Instructions →
A: Answer these questions using the film review below:
(i) According to the review, what kind of performer plays Ophelia?
(ii) Which two films does the review say could have been crossed?
(iii) What score does "Ted's Evaluation" give?
B: Translate this sentence from the film review below into French: "The overall shape is based on the play and not on people or romance."

Top of Page text

Mousetrap, Mice
6 January 2011
Warning: Spoilers
I'm a sucker for folded, reflexive and referential narrative, and especially so when built on Carroll or Shakespeare. So take this comment in that spirit. You will probably find this movie juvenile, but there are some clever things going on.

The overall shape is based on the play and not on people or romance. Each performance of Hamlet in this world is a reincarnation of a complex being at war with itself. Over thousands of performances, it tries to resolve its inner conflicts, sometimes going back. There is a complex secondary karma as these performances sweep up the actors and sometimes the audience, "infecting" them with energetic plasma.

To negotiate this story, we enter through the eyes of a potential savior, each intelligent director being the next fresh soul to attempt to bring order to the play. His life has its own dramas and the players and situations in his life fold into the play. Tensions involve sex, death, blood, being. It springs from Stoppard as much as from Shakespeare.

So far so good, a standard Hamlet.

The key participants are the sons of John Lennon and Dustin Hoffman. They have no idea what is going on, none. There are some women, and some attempt to weave a universal female around Ophelia, but she is played by a talentless model. Everyone involved in the actual staging of this play decided to pretend to be inept so as to hide their ineptness.

Good stuff spoiled. We could have had a "Shadow of the Vampire" crossed with "Tampopo." What we have instead is unwatchable, except for the first few moments with Bijou Philips in a fairy costume. The camera loves her.

Ted's Evaluation -- 1 of 3: You can find something better to do with this part of your life.

Bottom of Page text
Top of Stored data

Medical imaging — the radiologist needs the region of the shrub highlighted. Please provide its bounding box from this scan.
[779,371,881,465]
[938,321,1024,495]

Bottom of Stored data

Numbered responses →
A:
(i) A talentless model.
(ii) "Shadow of the Vampire" and "Tampopo."
(iii) 1 of 3.

B: La forme d'ensemble repose sur la pièce et non sur des personnes ou sur une romance.